— BEGIN Quoted passage —
Why Decouple with Queues?
Direct synchronous calls between services create tight coupling — the caller blocks, both services must be healthy simultaneously, and failure propagates instantly. Message queues and event streams break this dependency.
The four decoupling benefits:
1. Load Leveling
Without queue:
Traffic spike: 10,000 req/s → Order Service (capacity: 1,000/s) → OVERLOADED, 503s
With queue:
Traffic spike: 10,000 req/s → Queue (absorbs spike) → Order Service (1,000/s) → fine
Queue drains over 10 seconds. No data lost. No 503s.
2. Async Work Offloading
User registers → immediately return 201 Created → queue sends welcome email asynchronously.
Sending email via SMTP takes 200–500ms. Don’t make the user wait for it. Queue it, return fast, send in background.
3. Durability
If Order Service goes down for 30 minutes, orders queued during that time are processed when it recovers. With synchronous calls, those orders would have been 503 errors.
4. Fan-out (Multiple Consumers)
One event triggers multiple independent actions:
OrderPlaced event:
→ EmailService (send confirmation)
— END Quoted passage —
> **What is required**: Write out the passage on decoupling with queues word for word, beginning at the words "The four decoupling" and stopping after the words "lost. No 503s.". The listing that comes next plays no part here.
— BEGIN Rows —
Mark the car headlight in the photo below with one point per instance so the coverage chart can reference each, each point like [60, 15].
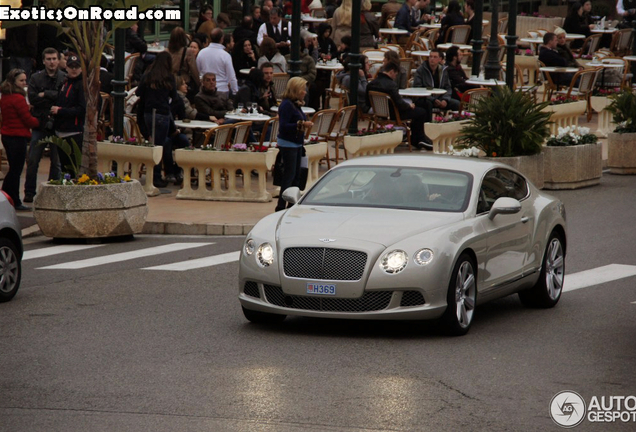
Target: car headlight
[249, 247]
[394, 262]
[423, 256]
[265, 255]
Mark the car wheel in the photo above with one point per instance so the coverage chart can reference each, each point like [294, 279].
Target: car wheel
[10, 270]
[462, 297]
[547, 291]
[263, 317]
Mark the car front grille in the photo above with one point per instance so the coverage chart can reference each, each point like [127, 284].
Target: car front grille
[370, 301]
[251, 289]
[324, 263]
[412, 298]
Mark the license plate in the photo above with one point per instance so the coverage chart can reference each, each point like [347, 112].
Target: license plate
[321, 289]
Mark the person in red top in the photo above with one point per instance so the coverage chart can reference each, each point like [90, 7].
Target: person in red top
[17, 122]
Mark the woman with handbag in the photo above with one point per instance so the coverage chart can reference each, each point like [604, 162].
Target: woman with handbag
[17, 123]
[291, 134]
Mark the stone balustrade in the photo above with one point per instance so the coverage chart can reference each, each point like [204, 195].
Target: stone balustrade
[223, 167]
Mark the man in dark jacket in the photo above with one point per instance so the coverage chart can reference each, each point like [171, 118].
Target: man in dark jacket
[210, 102]
[385, 83]
[44, 87]
[69, 111]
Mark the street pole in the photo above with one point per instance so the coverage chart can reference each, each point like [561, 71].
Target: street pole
[354, 61]
[492, 65]
[477, 40]
[512, 43]
[119, 83]
[294, 63]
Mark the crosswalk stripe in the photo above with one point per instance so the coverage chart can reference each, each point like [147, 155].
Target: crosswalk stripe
[55, 250]
[597, 276]
[199, 263]
[125, 256]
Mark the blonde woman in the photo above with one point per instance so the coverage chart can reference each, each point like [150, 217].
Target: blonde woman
[291, 134]
[341, 21]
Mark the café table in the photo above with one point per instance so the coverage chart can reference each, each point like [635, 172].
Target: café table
[306, 110]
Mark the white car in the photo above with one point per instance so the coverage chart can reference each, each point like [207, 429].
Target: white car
[11, 249]
[405, 237]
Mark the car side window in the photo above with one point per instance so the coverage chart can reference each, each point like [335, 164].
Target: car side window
[500, 183]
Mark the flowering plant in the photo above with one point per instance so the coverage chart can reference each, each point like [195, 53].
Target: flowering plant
[84, 180]
[452, 117]
[570, 136]
[379, 129]
[561, 99]
[130, 141]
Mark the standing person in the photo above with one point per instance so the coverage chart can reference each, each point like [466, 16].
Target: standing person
[291, 134]
[341, 21]
[156, 89]
[16, 124]
[70, 110]
[214, 59]
[44, 87]
[278, 29]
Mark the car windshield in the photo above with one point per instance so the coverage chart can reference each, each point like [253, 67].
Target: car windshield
[393, 187]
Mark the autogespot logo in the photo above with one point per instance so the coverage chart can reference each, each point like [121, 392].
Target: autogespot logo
[567, 409]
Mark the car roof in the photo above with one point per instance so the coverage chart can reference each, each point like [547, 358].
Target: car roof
[474, 166]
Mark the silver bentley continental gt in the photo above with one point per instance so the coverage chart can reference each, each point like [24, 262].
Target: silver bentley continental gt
[406, 237]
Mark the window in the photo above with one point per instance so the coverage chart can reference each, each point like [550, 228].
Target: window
[500, 183]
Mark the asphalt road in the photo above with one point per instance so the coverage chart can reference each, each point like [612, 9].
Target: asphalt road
[116, 346]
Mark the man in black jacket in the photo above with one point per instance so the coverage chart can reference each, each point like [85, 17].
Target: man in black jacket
[385, 83]
[44, 87]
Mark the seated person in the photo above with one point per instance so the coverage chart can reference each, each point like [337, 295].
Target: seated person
[456, 73]
[432, 74]
[211, 103]
[563, 49]
[385, 83]
[549, 56]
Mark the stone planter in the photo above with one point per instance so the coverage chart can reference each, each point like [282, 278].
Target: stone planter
[369, 145]
[443, 135]
[605, 119]
[621, 153]
[91, 211]
[572, 167]
[225, 163]
[315, 153]
[136, 156]
[565, 114]
[530, 166]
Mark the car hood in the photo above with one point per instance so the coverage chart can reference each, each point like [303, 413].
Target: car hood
[377, 225]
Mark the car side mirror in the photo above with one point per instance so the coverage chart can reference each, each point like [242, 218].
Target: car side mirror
[504, 206]
[292, 195]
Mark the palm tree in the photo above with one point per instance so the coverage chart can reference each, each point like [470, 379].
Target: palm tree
[88, 40]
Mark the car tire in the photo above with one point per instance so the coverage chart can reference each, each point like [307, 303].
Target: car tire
[263, 317]
[547, 291]
[461, 297]
[10, 270]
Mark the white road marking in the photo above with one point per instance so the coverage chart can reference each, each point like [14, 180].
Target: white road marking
[199, 263]
[597, 276]
[55, 250]
[125, 256]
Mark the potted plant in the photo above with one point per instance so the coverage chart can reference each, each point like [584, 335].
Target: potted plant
[509, 126]
[367, 142]
[621, 144]
[133, 152]
[572, 159]
[225, 162]
[444, 130]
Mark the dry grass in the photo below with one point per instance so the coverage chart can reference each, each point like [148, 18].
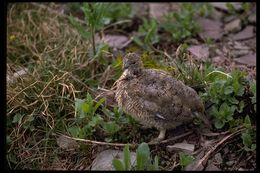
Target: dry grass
[59, 69]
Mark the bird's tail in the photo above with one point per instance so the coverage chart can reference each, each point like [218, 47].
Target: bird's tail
[203, 118]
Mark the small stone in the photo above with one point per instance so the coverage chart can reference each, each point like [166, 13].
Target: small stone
[114, 41]
[66, 143]
[189, 148]
[233, 26]
[249, 60]
[212, 167]
[252, 18]
[228, 19]
[230, 163]
[246, 33]
[103, 161]
[218, 158]
[210, 29]
[223, 5]
[201, 52]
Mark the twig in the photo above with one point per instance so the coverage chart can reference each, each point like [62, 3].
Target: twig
[21, 91]
[95, 142]
[120, 144]
[56, 12]
[172, 139]
[215, 147]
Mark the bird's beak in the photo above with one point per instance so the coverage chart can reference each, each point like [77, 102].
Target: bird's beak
[203, 118]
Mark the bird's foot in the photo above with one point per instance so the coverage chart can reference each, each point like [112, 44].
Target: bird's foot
[144, 127]
[156, 140]
[159, 138]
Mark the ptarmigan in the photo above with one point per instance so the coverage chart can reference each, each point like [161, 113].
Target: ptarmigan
[154, 98]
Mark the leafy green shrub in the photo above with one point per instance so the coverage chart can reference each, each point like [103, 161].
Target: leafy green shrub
[143, 159]
[224, 92]
[94, 16]
[97, 15]
[249, 136]
[185, 159]
[182, 24]
[91, 116]
[86, 119]
[147, 34]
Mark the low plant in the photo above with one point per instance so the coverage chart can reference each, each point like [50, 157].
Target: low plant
[249, 135]
[94, 14]
[147, 34]
[143, 160]
[224, 92]
[86, 119]
[182, 25]
[185, 159]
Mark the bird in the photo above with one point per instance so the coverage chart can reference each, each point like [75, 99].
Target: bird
[155, 98]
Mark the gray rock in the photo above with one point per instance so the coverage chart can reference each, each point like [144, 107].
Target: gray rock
[200, 52]
[246, 33]
[210, 29]
[233, 26]
[103, 161]
[66, 143]
[230, 163]
[189, 148]
[249, 60]
[252, 18]
[218, 158]
[223, 6]
[212, 167]
[114, 41]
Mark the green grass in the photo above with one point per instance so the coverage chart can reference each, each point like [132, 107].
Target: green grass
[57, 93]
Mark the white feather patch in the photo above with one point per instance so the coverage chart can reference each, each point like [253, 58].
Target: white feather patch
[159, 116]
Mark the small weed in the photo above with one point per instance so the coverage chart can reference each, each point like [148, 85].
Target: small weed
[224, 92]
[182, 25]
[185, 159]
[147, 34]
[94, 16]
[143, 160]
[249, 136]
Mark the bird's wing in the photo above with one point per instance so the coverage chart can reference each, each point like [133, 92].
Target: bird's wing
[158, 95]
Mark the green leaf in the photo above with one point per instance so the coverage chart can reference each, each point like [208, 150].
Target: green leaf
[85, 107]
[127, 157]
[241, 106]
[233, 100]
[156, 163]
[111, 127]
[74, 131]
[247, 122]
[219, 124]
[247, 139]
[185, 159]
[118, 165]
[18, 118]
[79, 28]
[142, 156]
[96, 120]
[228, 90]
[8, 139]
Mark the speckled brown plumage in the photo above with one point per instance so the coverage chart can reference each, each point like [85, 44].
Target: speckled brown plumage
[154, 97]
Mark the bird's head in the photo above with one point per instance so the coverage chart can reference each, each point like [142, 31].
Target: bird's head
[132, 65]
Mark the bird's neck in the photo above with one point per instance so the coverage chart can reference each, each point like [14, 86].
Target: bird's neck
[129, 74]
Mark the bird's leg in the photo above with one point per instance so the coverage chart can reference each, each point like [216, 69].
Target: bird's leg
[160, 137]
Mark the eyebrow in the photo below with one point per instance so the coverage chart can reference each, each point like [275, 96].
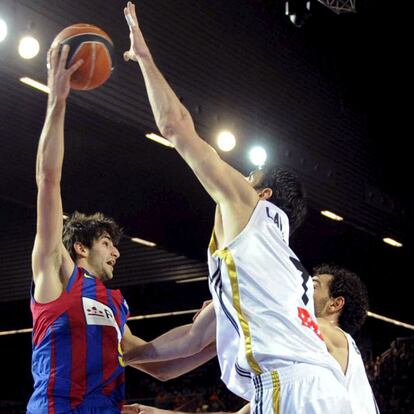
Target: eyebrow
[106, 236]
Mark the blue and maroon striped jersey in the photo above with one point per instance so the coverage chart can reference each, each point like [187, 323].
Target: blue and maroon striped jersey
[77, 355]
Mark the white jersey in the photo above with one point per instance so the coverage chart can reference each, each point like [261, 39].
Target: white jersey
[263, 299]
[356, 381]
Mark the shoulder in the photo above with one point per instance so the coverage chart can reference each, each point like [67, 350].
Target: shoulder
[332, 334]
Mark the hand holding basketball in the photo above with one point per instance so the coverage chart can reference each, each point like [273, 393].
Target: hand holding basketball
[139, 48]
[92, 45]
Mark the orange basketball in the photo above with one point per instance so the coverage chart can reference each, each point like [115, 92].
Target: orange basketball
[95, 47]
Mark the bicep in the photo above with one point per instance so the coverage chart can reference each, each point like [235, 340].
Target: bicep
[49, 224]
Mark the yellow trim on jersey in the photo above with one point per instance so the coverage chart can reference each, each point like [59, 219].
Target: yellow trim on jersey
[276, 392]
[225, 254]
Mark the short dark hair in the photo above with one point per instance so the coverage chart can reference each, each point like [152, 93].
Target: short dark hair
[84, 228]
[287, 194]
[348, 285]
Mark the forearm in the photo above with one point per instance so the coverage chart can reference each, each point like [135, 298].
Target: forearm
[176, 343]
[51, 144]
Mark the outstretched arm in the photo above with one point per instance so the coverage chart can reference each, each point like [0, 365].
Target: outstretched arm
[222, 182]
[166, 370]
[51, 263]
[180, 342]
[145, 409]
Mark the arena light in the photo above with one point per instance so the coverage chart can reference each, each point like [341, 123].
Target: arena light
[226, 141]
[28, 47]
[258, 156]
[159, 139]
[35, 84]
[331, 215]
[392, 242]
[3, 30]
[193, 279]
[142, 241]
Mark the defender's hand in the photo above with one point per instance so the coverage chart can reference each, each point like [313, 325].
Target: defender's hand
[58, 78]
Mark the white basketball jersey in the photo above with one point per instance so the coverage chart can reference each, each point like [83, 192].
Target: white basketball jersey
[263, 299]
[360, 393]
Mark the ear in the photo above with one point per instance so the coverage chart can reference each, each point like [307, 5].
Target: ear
[337, 304]
[81, 250]
[265, 194]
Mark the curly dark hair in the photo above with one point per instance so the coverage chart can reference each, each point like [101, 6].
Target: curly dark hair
[287, 193]
[84, 228]
[348, 285]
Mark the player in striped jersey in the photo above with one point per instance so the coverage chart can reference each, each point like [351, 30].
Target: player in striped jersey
[79, 326]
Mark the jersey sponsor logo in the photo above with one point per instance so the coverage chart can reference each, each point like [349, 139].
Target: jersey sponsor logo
[96, 313]
[277, 219]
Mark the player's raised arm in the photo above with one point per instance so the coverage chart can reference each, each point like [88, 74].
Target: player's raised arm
[179, 342]
[50, 262]
[222, 182]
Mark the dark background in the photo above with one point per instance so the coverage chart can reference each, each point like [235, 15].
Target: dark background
[329, 100]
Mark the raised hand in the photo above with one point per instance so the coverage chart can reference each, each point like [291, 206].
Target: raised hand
[138, 48]
[58, 76]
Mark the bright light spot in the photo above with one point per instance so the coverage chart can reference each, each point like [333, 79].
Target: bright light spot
[226, 141]
[35, 84]
[391, 242]
[3, 30]
[331, 215]
[28, 47]
[258, 156]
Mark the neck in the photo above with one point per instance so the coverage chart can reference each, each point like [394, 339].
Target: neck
[83, 263]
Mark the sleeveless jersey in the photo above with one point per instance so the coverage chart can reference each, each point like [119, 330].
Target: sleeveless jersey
[360, 393]
[263, 299]
[76, 341]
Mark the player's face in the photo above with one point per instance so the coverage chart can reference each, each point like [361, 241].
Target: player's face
[321, 294]
[102, 257]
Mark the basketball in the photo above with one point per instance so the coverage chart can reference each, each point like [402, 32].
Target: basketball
[95, 47]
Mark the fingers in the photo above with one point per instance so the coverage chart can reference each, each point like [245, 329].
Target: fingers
[130, 16]
[75, 67]
[52, 57]
[130, 409]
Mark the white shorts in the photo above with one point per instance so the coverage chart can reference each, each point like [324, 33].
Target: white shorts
[299, 389]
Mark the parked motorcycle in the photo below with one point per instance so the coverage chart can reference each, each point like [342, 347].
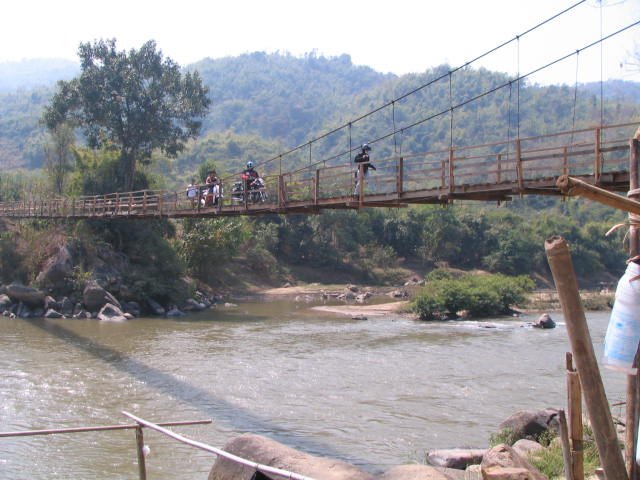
— END Rows —
> **Result**:
The four decoupling benefits:
1. Load Leveling
Without queue:
Traffic spike: 10,000 req/s → Order Service (capacity: 1,000/s) → OVERLOADED, 503s
With queue:
Traffic spike: 10,000 req/s → Queue (absorbs spike) → Order Service (1,000/s) → fine
Queue drains over 10 seconds. No data lost. No 503s.